━━ Dataset extract ━━
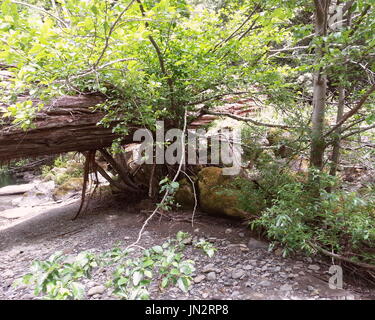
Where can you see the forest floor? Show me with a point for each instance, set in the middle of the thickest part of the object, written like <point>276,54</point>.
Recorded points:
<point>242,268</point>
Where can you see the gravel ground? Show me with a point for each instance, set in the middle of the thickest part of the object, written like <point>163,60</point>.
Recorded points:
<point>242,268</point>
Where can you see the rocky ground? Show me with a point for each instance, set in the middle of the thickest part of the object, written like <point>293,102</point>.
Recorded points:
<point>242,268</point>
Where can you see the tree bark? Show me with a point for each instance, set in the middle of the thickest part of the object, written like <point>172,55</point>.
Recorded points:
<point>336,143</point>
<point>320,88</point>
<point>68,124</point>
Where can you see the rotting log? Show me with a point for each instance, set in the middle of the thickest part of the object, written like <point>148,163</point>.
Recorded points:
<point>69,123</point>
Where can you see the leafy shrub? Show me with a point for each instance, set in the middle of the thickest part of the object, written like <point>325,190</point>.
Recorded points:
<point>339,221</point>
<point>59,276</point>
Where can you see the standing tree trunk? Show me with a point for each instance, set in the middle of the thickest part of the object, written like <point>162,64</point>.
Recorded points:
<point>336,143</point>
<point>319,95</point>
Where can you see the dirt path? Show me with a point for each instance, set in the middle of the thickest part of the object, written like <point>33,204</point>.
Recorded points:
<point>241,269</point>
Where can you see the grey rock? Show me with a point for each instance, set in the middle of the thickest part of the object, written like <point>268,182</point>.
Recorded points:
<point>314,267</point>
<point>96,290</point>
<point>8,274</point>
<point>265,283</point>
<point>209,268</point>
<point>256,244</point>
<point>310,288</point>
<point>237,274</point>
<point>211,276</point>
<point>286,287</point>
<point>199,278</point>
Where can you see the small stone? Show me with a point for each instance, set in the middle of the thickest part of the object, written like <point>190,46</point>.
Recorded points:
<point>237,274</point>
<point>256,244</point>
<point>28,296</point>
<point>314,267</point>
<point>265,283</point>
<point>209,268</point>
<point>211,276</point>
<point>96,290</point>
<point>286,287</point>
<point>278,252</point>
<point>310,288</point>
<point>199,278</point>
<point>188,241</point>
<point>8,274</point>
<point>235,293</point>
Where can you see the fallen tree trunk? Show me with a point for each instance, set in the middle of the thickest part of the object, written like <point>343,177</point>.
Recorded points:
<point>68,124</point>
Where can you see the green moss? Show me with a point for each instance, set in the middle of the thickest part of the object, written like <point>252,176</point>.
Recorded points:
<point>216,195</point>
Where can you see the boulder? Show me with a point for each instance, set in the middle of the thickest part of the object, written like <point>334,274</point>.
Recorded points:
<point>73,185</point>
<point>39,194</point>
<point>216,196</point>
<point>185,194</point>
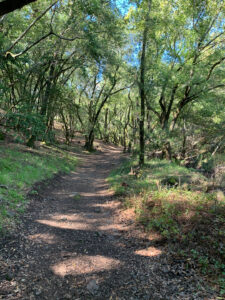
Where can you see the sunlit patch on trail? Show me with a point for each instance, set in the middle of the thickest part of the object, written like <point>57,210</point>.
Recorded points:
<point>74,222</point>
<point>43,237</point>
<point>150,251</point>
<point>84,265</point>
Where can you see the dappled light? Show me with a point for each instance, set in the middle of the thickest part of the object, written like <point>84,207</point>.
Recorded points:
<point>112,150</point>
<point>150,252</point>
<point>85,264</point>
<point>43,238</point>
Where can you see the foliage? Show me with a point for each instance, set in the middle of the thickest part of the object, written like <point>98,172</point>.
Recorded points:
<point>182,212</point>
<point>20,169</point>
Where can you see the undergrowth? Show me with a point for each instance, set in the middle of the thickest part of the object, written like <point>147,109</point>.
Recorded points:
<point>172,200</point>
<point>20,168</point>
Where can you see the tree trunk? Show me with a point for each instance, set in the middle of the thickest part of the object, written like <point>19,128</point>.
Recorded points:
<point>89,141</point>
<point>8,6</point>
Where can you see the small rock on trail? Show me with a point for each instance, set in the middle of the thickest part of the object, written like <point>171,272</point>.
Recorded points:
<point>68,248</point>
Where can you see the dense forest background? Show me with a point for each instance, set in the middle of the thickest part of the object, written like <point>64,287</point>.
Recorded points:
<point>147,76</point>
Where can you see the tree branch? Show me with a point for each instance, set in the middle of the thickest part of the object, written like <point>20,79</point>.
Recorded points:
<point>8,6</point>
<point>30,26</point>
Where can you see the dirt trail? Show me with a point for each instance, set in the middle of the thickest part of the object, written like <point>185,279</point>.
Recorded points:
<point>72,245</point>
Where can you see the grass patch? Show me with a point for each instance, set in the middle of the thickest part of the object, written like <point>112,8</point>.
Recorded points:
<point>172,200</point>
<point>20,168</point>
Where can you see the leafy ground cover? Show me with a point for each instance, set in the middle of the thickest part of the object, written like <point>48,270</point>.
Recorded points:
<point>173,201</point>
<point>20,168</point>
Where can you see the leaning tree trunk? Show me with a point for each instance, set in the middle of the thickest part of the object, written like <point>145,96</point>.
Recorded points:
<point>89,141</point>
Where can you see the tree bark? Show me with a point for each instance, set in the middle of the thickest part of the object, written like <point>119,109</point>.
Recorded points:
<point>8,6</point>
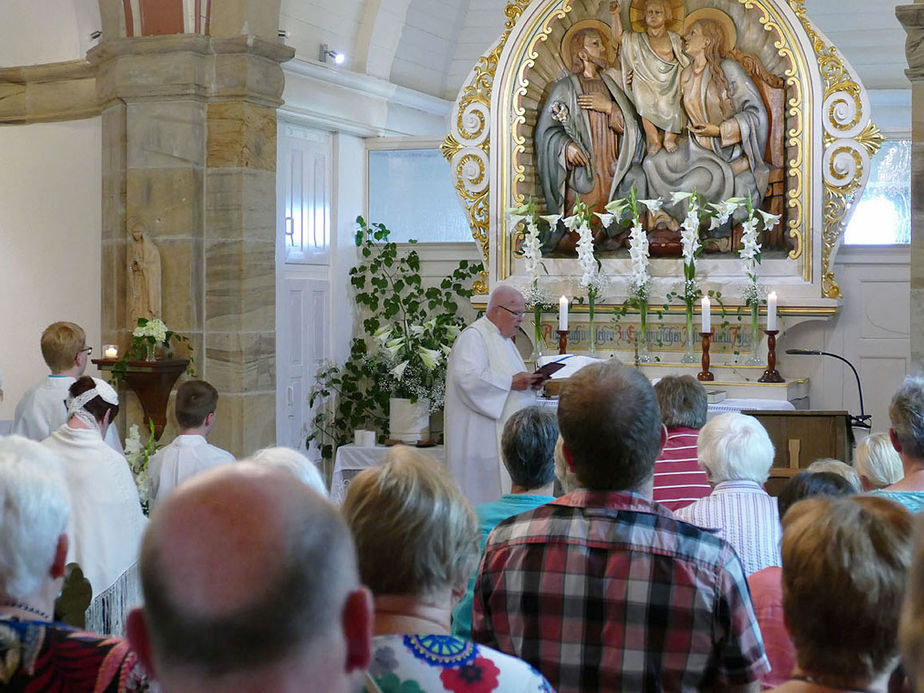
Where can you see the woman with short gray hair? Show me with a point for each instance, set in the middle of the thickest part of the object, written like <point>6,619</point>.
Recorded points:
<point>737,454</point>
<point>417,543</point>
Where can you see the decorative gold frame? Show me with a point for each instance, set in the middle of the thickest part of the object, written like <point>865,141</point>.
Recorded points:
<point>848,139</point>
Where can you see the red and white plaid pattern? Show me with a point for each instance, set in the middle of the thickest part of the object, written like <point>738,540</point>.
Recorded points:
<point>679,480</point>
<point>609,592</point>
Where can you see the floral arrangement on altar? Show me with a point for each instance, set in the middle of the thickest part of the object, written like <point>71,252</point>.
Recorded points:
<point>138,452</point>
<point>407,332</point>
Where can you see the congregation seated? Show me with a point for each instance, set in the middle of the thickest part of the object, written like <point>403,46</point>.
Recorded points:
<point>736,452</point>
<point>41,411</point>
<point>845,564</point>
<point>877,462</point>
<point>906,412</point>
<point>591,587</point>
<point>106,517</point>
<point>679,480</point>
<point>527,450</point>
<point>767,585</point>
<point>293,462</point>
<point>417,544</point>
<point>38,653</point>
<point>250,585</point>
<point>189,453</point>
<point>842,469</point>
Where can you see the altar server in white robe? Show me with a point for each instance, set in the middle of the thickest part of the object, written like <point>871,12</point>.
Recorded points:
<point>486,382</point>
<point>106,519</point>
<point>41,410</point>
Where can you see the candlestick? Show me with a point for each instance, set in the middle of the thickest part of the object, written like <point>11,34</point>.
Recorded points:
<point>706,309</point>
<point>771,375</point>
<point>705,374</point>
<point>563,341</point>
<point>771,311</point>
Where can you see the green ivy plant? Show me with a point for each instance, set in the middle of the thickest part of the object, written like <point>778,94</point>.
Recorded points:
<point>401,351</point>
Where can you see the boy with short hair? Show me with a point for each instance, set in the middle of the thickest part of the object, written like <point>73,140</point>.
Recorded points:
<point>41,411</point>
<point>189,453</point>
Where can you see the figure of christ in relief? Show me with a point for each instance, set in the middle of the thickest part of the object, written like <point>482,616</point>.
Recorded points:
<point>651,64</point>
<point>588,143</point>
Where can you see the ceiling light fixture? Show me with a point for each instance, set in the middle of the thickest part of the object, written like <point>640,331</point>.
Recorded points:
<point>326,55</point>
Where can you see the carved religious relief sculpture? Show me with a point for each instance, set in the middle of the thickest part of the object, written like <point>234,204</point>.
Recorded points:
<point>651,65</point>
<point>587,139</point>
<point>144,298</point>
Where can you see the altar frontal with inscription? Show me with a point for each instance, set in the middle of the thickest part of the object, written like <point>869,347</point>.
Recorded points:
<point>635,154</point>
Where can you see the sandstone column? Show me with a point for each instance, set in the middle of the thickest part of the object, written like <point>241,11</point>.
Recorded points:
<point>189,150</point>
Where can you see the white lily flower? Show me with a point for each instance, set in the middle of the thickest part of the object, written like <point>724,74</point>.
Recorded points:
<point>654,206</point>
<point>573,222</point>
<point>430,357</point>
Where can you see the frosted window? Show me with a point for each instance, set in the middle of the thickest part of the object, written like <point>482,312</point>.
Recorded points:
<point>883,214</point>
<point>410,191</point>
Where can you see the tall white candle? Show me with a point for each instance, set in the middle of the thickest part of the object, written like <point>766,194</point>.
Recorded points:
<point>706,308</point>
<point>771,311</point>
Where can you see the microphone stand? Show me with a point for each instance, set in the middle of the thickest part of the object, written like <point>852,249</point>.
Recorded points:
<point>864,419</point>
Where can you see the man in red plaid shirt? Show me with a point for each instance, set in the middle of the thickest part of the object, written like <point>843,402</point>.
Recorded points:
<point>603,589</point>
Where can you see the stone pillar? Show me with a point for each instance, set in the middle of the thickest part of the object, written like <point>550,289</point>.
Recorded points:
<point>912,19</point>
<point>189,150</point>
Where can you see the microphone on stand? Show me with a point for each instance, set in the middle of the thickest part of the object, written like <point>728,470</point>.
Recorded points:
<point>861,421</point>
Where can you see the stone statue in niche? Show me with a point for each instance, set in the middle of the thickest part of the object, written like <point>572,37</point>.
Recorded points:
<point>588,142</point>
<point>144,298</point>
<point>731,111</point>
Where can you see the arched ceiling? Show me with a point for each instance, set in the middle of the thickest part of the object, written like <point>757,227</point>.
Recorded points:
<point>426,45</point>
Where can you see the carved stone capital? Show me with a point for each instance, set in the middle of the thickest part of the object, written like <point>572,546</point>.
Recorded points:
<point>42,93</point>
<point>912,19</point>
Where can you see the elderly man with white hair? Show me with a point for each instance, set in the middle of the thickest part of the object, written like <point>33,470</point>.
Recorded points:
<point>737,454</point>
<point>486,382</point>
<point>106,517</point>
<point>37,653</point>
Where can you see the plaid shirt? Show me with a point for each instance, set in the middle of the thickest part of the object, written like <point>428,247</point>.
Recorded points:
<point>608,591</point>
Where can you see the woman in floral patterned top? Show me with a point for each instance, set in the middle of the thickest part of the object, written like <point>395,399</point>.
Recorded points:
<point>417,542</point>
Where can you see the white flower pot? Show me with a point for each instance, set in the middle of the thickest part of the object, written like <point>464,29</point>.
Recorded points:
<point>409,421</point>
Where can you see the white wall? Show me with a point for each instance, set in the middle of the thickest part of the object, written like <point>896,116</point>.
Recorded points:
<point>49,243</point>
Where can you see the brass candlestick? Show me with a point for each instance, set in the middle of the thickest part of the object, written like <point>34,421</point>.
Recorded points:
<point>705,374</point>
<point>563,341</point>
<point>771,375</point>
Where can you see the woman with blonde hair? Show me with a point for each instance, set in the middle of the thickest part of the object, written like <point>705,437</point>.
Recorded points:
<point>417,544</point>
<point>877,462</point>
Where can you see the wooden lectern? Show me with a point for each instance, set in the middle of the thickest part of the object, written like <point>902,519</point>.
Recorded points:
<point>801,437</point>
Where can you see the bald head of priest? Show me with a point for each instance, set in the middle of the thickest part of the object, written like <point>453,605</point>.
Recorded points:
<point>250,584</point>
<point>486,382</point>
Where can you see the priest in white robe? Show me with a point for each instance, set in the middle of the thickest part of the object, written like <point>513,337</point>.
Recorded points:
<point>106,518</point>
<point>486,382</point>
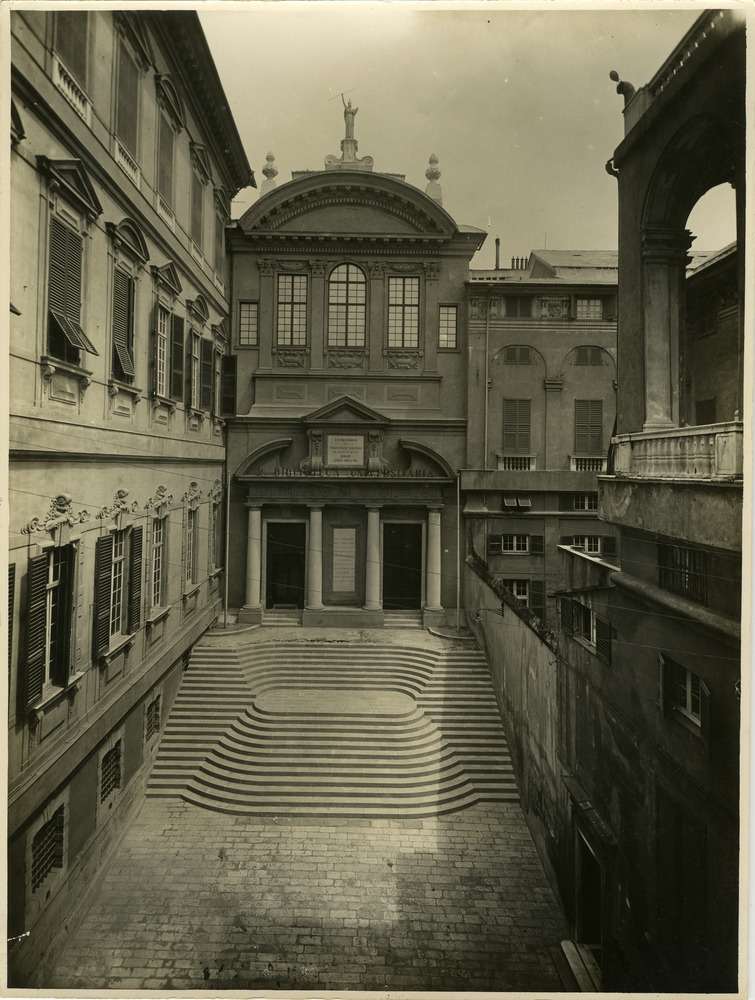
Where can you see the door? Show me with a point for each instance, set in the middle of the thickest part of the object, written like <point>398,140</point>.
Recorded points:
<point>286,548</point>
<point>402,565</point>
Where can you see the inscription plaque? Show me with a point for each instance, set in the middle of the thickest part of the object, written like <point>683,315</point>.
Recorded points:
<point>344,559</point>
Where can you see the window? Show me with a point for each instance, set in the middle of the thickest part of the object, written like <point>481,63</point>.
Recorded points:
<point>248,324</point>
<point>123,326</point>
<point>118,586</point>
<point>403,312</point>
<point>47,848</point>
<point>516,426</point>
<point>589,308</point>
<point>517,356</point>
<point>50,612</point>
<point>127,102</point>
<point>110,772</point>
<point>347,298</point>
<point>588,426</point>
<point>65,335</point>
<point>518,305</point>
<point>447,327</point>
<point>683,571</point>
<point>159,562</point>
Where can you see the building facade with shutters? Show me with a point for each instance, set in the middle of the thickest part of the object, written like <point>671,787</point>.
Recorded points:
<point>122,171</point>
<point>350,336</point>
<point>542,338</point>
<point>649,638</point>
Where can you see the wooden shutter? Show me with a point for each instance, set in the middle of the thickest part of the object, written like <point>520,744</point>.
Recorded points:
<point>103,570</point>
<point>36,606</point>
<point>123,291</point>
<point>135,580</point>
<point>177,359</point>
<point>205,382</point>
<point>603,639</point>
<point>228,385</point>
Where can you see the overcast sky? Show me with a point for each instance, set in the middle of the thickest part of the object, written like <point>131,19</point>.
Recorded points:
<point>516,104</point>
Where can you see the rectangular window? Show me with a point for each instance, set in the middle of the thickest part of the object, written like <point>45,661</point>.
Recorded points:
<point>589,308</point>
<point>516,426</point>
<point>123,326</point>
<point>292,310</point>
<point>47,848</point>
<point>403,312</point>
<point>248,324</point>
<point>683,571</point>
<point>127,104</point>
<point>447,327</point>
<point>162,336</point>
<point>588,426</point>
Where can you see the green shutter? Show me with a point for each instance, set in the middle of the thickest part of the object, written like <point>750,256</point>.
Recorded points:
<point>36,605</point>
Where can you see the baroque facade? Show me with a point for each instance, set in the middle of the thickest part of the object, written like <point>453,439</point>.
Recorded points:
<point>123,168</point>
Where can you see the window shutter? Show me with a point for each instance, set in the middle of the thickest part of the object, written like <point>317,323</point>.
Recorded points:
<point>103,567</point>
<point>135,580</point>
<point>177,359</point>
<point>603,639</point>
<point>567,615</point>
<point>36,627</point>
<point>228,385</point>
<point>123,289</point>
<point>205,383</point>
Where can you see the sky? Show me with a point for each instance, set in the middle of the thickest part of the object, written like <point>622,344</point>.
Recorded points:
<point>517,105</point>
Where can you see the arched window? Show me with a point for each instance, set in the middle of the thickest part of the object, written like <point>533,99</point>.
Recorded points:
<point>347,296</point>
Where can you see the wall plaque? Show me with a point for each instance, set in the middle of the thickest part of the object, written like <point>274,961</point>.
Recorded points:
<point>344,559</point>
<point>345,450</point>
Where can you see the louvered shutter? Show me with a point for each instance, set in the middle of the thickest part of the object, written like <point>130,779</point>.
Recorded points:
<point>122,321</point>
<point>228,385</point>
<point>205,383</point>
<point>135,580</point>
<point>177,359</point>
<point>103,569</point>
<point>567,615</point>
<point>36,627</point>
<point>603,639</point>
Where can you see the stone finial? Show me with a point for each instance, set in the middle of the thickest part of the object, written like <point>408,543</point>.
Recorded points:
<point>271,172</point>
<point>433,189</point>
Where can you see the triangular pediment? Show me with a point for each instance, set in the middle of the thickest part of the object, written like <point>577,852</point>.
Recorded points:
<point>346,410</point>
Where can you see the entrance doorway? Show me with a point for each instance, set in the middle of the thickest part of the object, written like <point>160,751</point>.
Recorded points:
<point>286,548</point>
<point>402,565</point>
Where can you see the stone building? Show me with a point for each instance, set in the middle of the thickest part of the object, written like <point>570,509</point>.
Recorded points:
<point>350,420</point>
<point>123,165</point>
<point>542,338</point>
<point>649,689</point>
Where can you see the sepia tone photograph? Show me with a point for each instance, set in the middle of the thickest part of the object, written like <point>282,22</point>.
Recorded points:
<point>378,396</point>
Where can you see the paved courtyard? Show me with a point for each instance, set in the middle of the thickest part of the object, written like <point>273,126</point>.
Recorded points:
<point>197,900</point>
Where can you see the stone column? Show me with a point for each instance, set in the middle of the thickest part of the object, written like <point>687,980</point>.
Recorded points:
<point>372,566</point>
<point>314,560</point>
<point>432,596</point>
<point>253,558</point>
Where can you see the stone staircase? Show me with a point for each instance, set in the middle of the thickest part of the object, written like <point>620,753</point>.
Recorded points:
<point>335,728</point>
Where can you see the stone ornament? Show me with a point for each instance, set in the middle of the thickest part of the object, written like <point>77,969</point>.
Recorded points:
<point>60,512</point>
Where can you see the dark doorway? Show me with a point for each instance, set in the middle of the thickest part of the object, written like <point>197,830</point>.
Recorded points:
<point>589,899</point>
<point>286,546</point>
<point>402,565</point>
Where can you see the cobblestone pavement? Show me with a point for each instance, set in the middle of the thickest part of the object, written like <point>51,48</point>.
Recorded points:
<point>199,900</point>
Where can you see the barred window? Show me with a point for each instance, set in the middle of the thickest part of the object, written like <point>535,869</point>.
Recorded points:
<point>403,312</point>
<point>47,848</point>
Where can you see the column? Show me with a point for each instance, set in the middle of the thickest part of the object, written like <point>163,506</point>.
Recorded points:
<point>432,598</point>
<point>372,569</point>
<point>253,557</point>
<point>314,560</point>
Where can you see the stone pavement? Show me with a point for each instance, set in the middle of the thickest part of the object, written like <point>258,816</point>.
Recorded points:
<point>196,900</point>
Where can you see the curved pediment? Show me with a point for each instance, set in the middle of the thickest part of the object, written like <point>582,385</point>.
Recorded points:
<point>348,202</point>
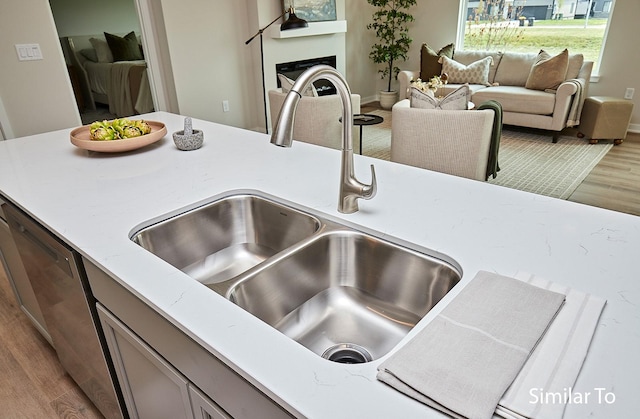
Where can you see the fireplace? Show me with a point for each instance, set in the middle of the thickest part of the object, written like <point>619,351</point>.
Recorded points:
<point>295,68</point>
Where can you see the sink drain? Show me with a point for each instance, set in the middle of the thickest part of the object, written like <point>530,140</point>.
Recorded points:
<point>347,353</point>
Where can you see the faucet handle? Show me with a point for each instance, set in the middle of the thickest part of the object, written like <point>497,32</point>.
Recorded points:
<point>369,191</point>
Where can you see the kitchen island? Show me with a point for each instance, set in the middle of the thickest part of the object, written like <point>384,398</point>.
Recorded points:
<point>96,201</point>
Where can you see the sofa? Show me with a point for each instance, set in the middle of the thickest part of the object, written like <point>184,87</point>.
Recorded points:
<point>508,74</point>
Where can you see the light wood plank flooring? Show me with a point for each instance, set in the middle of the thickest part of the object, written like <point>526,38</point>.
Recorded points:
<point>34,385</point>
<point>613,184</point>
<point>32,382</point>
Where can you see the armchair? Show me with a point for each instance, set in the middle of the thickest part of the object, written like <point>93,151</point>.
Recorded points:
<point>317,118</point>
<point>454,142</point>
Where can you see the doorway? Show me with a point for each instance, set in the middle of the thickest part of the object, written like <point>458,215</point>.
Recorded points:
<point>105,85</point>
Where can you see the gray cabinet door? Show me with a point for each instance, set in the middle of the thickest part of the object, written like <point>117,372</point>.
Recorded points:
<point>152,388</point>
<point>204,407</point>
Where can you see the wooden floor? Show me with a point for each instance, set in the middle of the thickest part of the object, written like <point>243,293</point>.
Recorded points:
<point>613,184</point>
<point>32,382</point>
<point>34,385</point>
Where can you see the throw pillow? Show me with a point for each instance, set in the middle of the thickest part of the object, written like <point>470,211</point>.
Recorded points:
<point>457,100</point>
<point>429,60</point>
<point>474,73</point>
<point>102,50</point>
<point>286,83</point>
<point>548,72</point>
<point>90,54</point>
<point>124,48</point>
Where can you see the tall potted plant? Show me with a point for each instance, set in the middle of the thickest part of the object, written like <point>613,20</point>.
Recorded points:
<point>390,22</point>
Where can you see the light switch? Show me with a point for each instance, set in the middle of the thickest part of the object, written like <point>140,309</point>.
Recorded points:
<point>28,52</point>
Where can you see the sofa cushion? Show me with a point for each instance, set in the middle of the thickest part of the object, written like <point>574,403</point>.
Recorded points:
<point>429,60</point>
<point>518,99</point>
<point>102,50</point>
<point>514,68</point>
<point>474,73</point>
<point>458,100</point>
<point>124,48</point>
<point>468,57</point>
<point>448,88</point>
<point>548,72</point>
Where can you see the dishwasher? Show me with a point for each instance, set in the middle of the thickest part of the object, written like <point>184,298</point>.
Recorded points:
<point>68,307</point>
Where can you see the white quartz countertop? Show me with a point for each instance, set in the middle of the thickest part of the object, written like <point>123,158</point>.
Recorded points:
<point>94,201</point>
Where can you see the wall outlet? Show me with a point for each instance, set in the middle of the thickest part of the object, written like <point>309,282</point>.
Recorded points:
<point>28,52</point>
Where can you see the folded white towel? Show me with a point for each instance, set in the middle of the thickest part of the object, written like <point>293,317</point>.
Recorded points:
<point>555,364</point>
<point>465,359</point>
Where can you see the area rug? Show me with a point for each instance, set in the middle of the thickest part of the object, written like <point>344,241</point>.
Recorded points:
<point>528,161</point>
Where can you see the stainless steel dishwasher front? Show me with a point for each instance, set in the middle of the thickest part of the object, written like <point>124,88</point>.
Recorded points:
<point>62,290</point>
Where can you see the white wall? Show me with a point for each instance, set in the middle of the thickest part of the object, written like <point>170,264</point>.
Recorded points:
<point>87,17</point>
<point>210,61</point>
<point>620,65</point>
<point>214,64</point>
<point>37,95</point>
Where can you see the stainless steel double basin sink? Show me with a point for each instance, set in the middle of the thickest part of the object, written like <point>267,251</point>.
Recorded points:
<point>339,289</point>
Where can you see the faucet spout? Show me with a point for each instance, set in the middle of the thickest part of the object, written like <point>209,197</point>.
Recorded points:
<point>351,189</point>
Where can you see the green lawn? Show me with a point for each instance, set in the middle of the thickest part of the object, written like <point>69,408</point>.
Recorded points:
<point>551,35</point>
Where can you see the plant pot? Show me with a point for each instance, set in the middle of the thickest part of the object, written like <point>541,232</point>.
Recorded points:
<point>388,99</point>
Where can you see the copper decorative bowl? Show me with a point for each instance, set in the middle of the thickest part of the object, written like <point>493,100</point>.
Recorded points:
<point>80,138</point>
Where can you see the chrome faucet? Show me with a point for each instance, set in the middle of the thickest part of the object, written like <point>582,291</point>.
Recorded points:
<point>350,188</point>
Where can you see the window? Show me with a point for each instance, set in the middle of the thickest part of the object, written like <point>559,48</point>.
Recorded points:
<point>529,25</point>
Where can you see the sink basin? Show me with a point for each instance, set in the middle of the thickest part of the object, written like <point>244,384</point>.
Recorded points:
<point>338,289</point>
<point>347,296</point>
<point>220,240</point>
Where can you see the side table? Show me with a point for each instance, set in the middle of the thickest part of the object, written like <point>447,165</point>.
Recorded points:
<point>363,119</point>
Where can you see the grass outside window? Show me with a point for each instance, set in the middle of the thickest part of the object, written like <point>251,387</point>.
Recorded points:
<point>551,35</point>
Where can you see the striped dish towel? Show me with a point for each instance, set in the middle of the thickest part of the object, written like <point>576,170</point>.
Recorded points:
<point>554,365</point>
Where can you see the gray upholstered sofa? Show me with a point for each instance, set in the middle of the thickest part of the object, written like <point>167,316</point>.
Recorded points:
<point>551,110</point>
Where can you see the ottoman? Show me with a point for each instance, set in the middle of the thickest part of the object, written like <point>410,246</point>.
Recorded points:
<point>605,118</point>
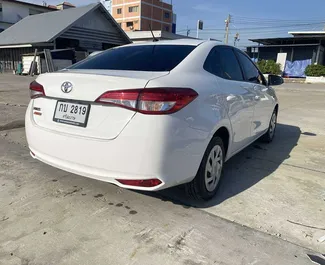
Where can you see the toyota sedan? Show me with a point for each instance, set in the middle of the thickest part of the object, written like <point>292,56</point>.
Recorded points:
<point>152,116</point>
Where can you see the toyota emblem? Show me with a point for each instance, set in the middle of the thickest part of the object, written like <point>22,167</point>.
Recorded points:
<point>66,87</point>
━━━
▶ **What to work on**: Format as a numbered list the lines above that run from the line containing "Where can you see the dirt path?" up to and including the line containing "<point>241,269</point>", omitting any blank lines.

▶ **Correct result**:
1. Where can you see the dirt path? Show me with a point for each instance, set in the middle of the thickest part of the object, written like <point>33,204</point>.
2. Recorded points:
3. <point>241,269</point>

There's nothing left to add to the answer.